Word for word, reproduce all of the entries shown below.
━━━━━ Available data ━━━━━
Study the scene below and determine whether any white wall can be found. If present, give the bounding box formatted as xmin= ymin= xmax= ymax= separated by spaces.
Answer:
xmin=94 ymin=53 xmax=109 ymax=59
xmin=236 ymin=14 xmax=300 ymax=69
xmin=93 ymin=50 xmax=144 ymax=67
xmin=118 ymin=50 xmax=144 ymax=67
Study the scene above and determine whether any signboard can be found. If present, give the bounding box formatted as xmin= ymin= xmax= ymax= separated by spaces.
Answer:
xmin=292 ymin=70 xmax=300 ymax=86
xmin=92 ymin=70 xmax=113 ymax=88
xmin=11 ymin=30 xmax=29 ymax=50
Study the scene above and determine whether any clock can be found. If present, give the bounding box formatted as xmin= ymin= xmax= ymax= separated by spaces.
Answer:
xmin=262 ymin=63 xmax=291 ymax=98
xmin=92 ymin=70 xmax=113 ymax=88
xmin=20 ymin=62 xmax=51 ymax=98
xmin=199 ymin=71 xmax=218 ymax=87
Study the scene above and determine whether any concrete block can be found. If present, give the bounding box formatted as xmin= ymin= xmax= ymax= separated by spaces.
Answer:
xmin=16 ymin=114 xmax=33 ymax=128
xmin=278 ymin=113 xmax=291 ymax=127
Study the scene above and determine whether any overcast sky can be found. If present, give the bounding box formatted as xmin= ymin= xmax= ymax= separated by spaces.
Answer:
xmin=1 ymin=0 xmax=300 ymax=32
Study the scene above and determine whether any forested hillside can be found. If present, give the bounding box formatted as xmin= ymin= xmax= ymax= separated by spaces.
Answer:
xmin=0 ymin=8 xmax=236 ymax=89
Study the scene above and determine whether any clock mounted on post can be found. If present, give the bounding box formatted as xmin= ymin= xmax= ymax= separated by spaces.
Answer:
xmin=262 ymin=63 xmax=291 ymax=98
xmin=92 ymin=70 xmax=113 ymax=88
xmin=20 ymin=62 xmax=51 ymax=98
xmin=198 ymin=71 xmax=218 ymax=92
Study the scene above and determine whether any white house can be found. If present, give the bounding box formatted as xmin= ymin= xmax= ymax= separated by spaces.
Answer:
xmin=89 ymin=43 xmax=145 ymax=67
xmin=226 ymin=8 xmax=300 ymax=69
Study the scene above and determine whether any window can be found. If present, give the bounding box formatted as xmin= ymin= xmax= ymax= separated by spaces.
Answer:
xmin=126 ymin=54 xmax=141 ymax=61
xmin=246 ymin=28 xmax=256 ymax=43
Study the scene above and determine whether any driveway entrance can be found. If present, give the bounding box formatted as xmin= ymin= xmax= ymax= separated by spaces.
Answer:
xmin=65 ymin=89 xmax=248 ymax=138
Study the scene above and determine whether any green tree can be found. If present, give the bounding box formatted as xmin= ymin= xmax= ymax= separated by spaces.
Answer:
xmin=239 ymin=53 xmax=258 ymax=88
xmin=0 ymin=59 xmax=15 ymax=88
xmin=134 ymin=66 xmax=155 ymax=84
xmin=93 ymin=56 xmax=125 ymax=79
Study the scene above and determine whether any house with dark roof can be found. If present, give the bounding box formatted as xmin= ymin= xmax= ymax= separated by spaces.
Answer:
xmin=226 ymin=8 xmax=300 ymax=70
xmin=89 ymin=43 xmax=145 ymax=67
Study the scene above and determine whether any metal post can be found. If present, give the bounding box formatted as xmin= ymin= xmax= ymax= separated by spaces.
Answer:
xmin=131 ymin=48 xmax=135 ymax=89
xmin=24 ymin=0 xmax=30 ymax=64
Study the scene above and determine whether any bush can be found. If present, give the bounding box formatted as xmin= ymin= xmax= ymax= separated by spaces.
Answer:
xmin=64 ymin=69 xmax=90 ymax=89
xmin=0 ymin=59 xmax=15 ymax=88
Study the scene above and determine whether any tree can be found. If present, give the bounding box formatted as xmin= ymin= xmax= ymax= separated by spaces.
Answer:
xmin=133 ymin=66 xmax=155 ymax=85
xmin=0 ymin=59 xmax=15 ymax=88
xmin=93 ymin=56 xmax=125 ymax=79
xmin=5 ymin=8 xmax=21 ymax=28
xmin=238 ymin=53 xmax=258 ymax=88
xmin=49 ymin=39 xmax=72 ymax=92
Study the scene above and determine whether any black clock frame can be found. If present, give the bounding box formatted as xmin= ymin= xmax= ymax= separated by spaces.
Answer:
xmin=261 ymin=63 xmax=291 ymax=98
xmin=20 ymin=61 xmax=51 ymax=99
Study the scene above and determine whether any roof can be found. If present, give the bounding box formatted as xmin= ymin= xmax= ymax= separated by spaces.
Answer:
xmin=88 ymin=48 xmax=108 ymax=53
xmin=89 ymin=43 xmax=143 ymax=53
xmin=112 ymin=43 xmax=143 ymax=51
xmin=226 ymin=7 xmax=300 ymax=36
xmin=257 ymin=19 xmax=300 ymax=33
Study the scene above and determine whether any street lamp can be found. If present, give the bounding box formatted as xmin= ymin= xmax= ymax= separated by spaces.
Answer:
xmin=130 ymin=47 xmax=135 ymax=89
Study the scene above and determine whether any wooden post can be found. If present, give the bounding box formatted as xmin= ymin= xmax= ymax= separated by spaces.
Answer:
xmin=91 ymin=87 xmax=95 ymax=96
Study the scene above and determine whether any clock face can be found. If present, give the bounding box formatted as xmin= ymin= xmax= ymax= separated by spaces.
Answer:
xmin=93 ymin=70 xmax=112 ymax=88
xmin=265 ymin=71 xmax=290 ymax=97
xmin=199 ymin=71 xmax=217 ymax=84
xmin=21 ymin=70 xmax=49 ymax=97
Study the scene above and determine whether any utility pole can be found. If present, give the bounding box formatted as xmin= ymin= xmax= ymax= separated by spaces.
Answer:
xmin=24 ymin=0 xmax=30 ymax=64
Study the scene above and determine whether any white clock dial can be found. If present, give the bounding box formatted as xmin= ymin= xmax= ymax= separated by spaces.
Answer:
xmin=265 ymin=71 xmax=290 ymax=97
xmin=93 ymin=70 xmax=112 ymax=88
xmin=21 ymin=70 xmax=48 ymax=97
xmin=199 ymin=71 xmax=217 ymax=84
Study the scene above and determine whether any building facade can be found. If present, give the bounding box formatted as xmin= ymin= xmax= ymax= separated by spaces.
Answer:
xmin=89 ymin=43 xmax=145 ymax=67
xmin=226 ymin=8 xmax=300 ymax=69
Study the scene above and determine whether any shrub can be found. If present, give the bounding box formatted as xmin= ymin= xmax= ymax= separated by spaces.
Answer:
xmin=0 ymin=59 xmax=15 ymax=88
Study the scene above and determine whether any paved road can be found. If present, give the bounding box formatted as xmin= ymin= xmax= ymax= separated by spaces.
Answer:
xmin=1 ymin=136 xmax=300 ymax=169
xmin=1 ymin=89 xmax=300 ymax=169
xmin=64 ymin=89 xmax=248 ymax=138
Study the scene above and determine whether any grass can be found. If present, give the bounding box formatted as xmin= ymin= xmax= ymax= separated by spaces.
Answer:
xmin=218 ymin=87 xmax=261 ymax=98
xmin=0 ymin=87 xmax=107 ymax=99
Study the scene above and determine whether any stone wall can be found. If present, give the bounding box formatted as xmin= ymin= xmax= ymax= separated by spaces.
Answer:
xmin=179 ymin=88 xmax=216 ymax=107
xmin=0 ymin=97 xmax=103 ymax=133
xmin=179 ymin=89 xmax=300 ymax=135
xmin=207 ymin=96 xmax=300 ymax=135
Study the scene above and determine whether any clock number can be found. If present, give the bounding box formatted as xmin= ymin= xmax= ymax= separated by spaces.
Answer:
━━━━━
| Exercise output |
Study the scene below and determine whether any white wall can be found. If present, give the bounding box formatted as xmin= ymin= xmax= ymax= separated by spaces.
Answer:
xmin=94 ymin=53 xmax=109 ymax=59
xmin=236 ymin=14 xmax=300 ymax=69
xmin=93 ymin=50 xmax=144 ymax=67
xmin=118 ymin=50 xmax=144 ymax=67
Study the scene above and determine whether any signboard can be found. If present, give the bounding box formatted as xmin= ymin= xmax= ymax= separated by spaces.
Answer:
xmin=292 ymin=70 xmax=300 ymax=86
xmin=92 ymin=70 xmax=113 ymax=88
xmin=11 ymin=30 xmax=29 ymax=50
Study the scene above and determine whether any clock can be found. If present, give the bounding box formatted as xmin= ymin= xmax= ymax= separated by spaces.
Answer:
xmin=262 ymin=63 xmax=291 ymax=98
xmin=92 ymin=70 xmax=113 ymax=88
xmin=20 ymin=62 xmax=51 ymax=98
xmin=199 ymin=71 xmax=218 ymax=87
Study the scene above and determine whether any concrete block can be found. If present, give the bounding box formatted as xmin= ymin= xmax= ymax= separated by spaces.
Answer:
xmin=16 ymin=114 xmax=33 ymax=128
xmin=278 ymin=113 xmax=291 ymax=127
Study the scene above and determine whether any overcast sky can be found. If present, give the bounding box formatted as xmin= ymin= xmax= ymax= separated by spaces.
Answer:
xmin=1 ymin=0 xmax=300 ymax=32
Study the scene above and determine whether any forested hillside can be found. If present, give the bounding box formatted as xmin= ymin= xmax= ymax= separated by spaces.
Answer:
xmin=0 ymin=8 xmax=236 ymax=89
Study the scene above and determine whether any clock mounted on post can be found. If present, give the bounding box formatted as xmin= ymin= xmax= ymax= separated by spaces.
Answer:
xmin=262 ymin=63 xmax=291 ymax=98
xmin=92 ymin=70 xmax=113 ymax=88
xmin=20 ymin=62 xmax=51 ymax=98
xmin=198 ymin=71 xmax=218 ymax=92
Study the scene above and determine whether any white house can be found. If present, give the bounding box formatted as xmin= ymin= xmax= ymax= separated by spaces.
Answer:
xmin=89 ymin=43 xmax=145 ymax=67
xmin=226 ymin=8 xmax=300 ymax=69
Study the scene above and determine whether any window can be found. If present, give the bounding box formatted as xmin= ymin= xmax= ymax= separated by spaces.
Answer:
xmin=126 ymin=54 xmax=141 ymax=61
xmin=246 ymin=28 xmax=256 ymax=43
Study the scene above and determine whether any driveway entrance can be found. If present, give the bounding box formatted as xmin= ymin= xmax= ymax= separated by spaces.
Answer:
xmin=65 ymin=89 xmax=248 ymax=138
Study the scene above and determine whether any green tree can be found. If present, give the bounding box formatted as xmin= ymin= xmax= ymax= separated by spaces.
Answer:
xmin=239 ymin=53 xmax=258 ymax=88
xmin=0 ymin=59 xmax=15 ymax=88
xmin=134 ymin=66 xmax=155 ymax=84
xmin=93 ymin=56 xmax=125 ymax=79
Study the scene above and determine whether any house with dark roof can be found. If present, give the bounding box formatted as xmin= ymin= xmax= ymax= separated by spaces.
Answer:
xmin=226 ymin=8 xmax=300 ymax=70
xmin=89 ymin=43 xmax=145 ymax=67
Study the scene above and determine whether any metal post can be found. If present, give the bounding box formatted as xmin= ymin= xmax= ymax= separated by spaces.
Answer:
xmin=131 ymin=48 xmax=135 ymax=89
xmin=24 ymin=0 xmax=30 ymax=64
Study the scene above and determine whether any bush can be found. If present, give the bounding box formatted as xmin= ymin= xmax= ymax= separated by spaces.
Answer:
xmin=64 ymin=69 xmax=90 ymax=89
xmin=0 ymin=59 xmax=15 ymax=88
Study the scene above and determine whether any tree can be found. If present, give the bounding box formatted as xmin= ymin= xmax= ymax= separated by spaces.
Answer:
xmin=133 ymin=66 xmax=155 ymax=85
xmin=0 ymin=59 xmax=15 ymax=88
xmin=93 ymin=56 xmax=125 ymax=79
xmin=5 ymin=8 xmax=21 ymax=28
xmin=238 ymin=53 xmax=258 ymax=88
xmin=49 ymin=39 xmax=72 ymax=92
Study the scene above and determine whether any black clock frame can be found. If present, give the bounding box formatted as xmin= ymin= xmax= ymax= separated by spaces.
Answer:
xmin=261 ymin=63 xmax=291 ymax=98
xmin=20 ymin=61 xmax=51 ymax=99
Study the scene above and determine whether any roof can be found. If present, give the bounding box formatted as xmin= ymin= xmax= ymax= separated by spaces.
Answer:
xmin=88 ymin=48 xmax=108 ymax=53
xmin=89 ymin=43 xmax=143 ymax=53
xmin=112 ymin=43 xmax=143 ymax=51
xmin=226 ymin=7 xmax=300 ymax=36
xmin=257 ymin=19 xmax=300 ymax=33
Study the scene above and determine whether any street lamp can be found. If present, give the bounding box formatted as xmin= ymin= xmax= ymax= separated by spaces.
Answer:
xmin=130 ymin=47 xmax=135 ymax=89
Study the scene above and determine whether any wooden post can be found. If present, give the bounding box formatted as xmin= ymin= xmax= ymax= separated by spaces.
Answer:
xmin=91 ymin=87 xmax=95 ymax=96
Study the scene above and determine whether any clock face can be found. If present, give the bounding box formatted as xmin= ymin= xmax= ymax= separated by spaces.
Answer:
xmin=93 ymin=70 xmax=112 ymax=88
xmin=265 ymin=71 xmax=290 ymax=97
xmin=199 ymin=71 xmax=217 ymax=84
xmin=21 ymin=70 xmax=49 ymax=97
Study the scene above and determine whether any utility pole can be found. If present, give the bounding box formatted as xmin= ymin= xmax= ymax= separated by spaces.
Answer:
xmin=24 ymin=0 xmax=30 ymax=64
Study the scene above and determine whether any white clock dial can be found. If present, give the bounding box formatted as xmin= ymin= xmax= ymax= separated by spaces.
Answer:
xmin=265 ymin=71 xmax=290 ymax=97
xmin=93 ymin=70 xmax=112 ymax=88
xmin=21 ymin=70 xmax=48 ymax=97
xmin=199 ymin=71 xmax=217 ymax=84
Study the scene above and determine whether any building facade can be found. If present, give the bounding box formatted as xmin= ymin= xmax= ymax= separated by spaces.
Answer:
xmin=89 ymin=43 xmax=145 ymax=67
xmin=226 ymin=8 xmax=300 ymax=69
Study the scene above and determine whether any shrub can be found. If present, give the bounding box formatted as xmin= ymin= xmax= ymax= separated by spaces.
Answer:
xmin=0 ymin=59 xmax=15 ymax=88
Study the scene above and determine whether any paved road can be found. If present, give the bounding box formatted as xmin= ymin= xmax= ymax= separated by spaces.
Answer:
xmin=1 ymin=136 xmax=300 ymax=169
xmin=1 ymin=89 xmax=300 ymax=169
xmin=64 ymin=89 xmax=248 ymax=138
Study the scene above and determine whether any grass can be found. If present, give the bounding box formatted as xmin= ymin= xmax= ymax= separated by spaces.
Answer:
xmin=218 ymin=87 xmax=261 ymax=98
xmin=0 ymin=87 xmax=107 ymax=99
Study the scene above and determine whether any stone wall can be found. If present, give the bounding box formatted as xmin= ymin= xmax= ymax= separated by spaces.
Answer:
xmin=179 ymin=88 xmax=216 ymax=107
xmin=0 ymin=97 xmax=103 ymax=133
xmin=179 ymin=89 xmax=300 ymax=135
xmin=207 ymin=96 xmax=300 ymax=135
Study the scene above and determine whether any clock number can be found. If present, give the bounding box formatted as xmin= ymin= xmax= ymax= separated by spaces.
Answer:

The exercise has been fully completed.